===== Provided information =====

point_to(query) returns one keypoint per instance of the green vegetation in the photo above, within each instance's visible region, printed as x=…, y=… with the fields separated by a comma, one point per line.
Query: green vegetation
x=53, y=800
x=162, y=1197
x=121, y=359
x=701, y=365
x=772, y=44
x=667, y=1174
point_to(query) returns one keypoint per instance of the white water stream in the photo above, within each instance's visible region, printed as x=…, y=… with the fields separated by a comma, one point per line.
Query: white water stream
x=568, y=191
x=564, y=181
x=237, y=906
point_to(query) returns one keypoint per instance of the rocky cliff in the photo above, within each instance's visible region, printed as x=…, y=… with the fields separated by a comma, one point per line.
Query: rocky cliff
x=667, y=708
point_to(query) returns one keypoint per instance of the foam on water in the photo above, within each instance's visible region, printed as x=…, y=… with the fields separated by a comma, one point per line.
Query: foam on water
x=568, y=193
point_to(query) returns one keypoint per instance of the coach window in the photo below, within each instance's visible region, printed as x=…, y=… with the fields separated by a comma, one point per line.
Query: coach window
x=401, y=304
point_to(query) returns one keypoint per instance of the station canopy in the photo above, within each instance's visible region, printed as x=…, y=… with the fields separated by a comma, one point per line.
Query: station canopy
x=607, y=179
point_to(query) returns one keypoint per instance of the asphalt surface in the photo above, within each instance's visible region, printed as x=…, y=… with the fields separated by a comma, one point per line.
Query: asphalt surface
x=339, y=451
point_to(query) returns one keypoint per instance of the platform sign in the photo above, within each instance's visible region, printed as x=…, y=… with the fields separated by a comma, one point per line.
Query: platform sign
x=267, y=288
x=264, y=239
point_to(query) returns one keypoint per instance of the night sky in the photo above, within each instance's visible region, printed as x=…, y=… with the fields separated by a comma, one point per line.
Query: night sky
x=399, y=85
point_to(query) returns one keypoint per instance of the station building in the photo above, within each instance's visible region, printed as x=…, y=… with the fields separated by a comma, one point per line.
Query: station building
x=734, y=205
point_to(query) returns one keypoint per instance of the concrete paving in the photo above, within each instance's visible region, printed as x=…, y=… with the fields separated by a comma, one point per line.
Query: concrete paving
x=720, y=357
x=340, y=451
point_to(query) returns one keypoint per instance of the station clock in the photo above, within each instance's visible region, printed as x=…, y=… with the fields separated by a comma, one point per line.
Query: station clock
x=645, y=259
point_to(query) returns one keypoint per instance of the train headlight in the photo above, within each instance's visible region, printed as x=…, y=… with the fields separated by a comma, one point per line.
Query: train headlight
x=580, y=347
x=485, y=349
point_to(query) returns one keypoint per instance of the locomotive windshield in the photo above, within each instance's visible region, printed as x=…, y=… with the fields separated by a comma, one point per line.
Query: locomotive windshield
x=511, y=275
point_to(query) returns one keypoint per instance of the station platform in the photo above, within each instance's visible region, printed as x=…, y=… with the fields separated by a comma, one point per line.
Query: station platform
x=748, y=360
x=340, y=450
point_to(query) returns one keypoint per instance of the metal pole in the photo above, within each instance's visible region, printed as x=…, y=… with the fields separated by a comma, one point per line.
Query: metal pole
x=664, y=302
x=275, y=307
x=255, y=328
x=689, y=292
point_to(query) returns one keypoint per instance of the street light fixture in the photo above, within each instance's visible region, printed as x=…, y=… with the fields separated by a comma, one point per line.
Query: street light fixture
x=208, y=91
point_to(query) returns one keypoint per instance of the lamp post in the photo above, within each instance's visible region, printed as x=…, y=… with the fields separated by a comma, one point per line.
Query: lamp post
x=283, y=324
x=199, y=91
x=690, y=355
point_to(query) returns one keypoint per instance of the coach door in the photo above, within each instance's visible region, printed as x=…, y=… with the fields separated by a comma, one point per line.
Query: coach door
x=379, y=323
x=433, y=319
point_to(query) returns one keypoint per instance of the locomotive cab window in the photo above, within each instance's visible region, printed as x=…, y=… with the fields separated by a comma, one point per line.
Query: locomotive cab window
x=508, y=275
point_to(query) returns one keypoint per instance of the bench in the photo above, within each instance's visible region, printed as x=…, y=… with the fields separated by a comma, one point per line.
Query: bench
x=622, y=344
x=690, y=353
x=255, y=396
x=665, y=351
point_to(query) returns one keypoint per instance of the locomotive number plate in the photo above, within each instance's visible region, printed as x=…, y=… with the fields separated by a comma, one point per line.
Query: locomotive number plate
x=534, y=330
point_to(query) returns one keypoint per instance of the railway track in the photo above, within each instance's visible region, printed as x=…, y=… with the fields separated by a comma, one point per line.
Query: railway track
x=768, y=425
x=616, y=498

=====

▶ _Exercise requirements_:
Convert the entire listing above into a two-column CSV with the header columns "request" and "answer", one row per request. Put each request's text and its answer in a single quoted field each, with line breaks replaced by spaces.

▶ _Right answer_:
request,answer
"point_to(query) returns one keypoint per instance of the green vegetation in the photo above, within each instance's visible region, printed as x=…, y=… with the fields separated by a comma, one point per line. Query: green vegetation","x=53, y=800 x=162, y=1197 x=121, y=359 x=701, y=365 x=772, y=44 x=667, y=1174"
"point_to(query) returns one keypoint per instance of the white water stream in the photo above, within each instance's visible region, printed as x=…, y=… with the fields separated by a comma, one point per line. Query: white water stream","x=568, y=191 x=564, y=181 x=237, y=906"
"point_to(query) returns one keypoint per instance of the rocky cliff in the photo above, within each instance's visible region, printed as x=…, y=… with the fields separated by a comma, one point per line. Query: rocky cliff","x=667, y=708"
"point_to(query) returns one keypoint per instance of the foam on water in the photo above, within each instance's visible region, printed as x=…, y=… with the fields separated by a comma, one point per line. Query: foam on water","x=568, y=193"
"point_to(query) returns one keypoint per instance of the coach window in the photo below, within each instance's visible region, printed as x=…, y=… with the fields separated by a comma, one point per line. Query: coach window","x=401, y=304"
"point_to(query) returns one keypoint per instance of the station canopy in the photo above, within each instance's visible region, printed as x=…, y=… with the fields separated by a comma, one point per line. Query: station canopy","x=607, y=179"
"point_to(query) returns one keypoint per instance of the asphalt surface in the photo above, within each instance's visible region, printed as x=…, y=… with the fields separated by a comma, one point per line. Query: asphalt surface","x=339, y=451"
"point_to(query) returns one keypoint per instance of the platform sign in the photo above, within each instance's visible region, printed as x=…, y=… with the fields separated by a comma, one point per line. Query: platform sign","x=267, y=288 x=264, y=239"
"point_to(query) returns one keypoint per instance of the night sky in the photo above, within each instance's visible region, printed as x=…, y=… with the fields separated by a comma, one point per line. Query: night sky","x=399, y=85"
"point_to(query) returns one keypoint per instance of the station building in the photo above, within each instance's visible region, printed as x=…, y=… with the fields separated by a comma, one point per line. Query: station building","x=734, y=205"
"point_to(query) returns one keypoint per instance of the concrete paving in the photo above, within each instance's visible region, printed as x=…, y=… with the fields separated by a comma, one point per line. Query: concrete paving","x=720, y=357 x=340, y=451"
"point_to(query) returns one keypoint per instance of the station clock in the photo above, within each instance's visible region, printed as x=…, y=… with the fields separated by a comma, one point per line. Query: station clock","x=645, y=259"
"point_to(query) returns one keypoint per instance of the train headlight in the photo above, within each instance's visible region, printed as x=…, y=… with the fields separated by a comma, one point per line. Query: train headlight","x=580, y=347 x=485, y=349"
"point_to(query) returns one keypoint per instance of the locomotive windshield in the photo above, within each instance's visible region, printed as x=…, y=… with the fields separated by a comma, one point per line. Query: locomotive windshield","x=511, y=275"
"point_to(query) returns one keypoint per instance of the station platform in the photo above, within each instance's visible region, printed as x=…, y=… with the fields separated by a comma, one point per line. Query: station platform","x=748, y=360 x=340, y=450"
"point_to(query) returns one keypoint per instance of the metal pole in the photo above, within each instance's visible region, printed as x=…, y=… with the fields separated by a comma, one point per line. Query: metal pole","x=664, y=302 x=275, y=307 x=255, y=328 x=689, y=292"
"point_to(query) returns one keypoint per instance of the street light fixture in the photo above, within each instance's visible region, printed as x=…, y=… with the fields separated by a comma, one point per line. Query: street light fixture","x=208, y=91"
"point_to(query) returns one keypoint per instance of the lamp post in the photo above, within each instance's visible region, printed as x=…, y=… with the fields separated by a comma, one point per line. Query: lamp post","x=283, y=324 x=199, y=91 x=690, y=355"
"point_to(query) returns one keypoint per instance of the coach door in the photo above, within each instance's visible region, printed as x=…, y=… with the fields separated by a comma, one point per line. Query: coach door","x=379, y=323 x=433, y=319"
"point_to(query) returns one keypoint per instance of the locomotive cab window in the photo above, within each instance's visible region, printed as x=…, y=… with the fields separated by a comma, one point per line. Query: locomotive cab window","x=508, y=275"
"point_to(query) returns one keypoint per instance of the bench in the photo above, within each instance's visible region, printed as x=…, y=… with the fields separated by a comma, one point per line. Query: bench","x=622, y=344 x=690, y=353 x=255, y=396 x=665, y=351"
"point_to(query) returns one keypoint per instance of the locomotive number plate in the photo above, within each instance's visible region, printed as x=…, y=… with the fields separated by a comma, one point per line. Query: locomotive number plate","x=534, y=330"
"point_to(query) returns one keypoint per instance of the railway track in the photo above, within each instance's visible region, printed as x=…, y=… with the fields separated by a comma, one point per line. Query: railway track","x=768, y=425 x=616, y=498"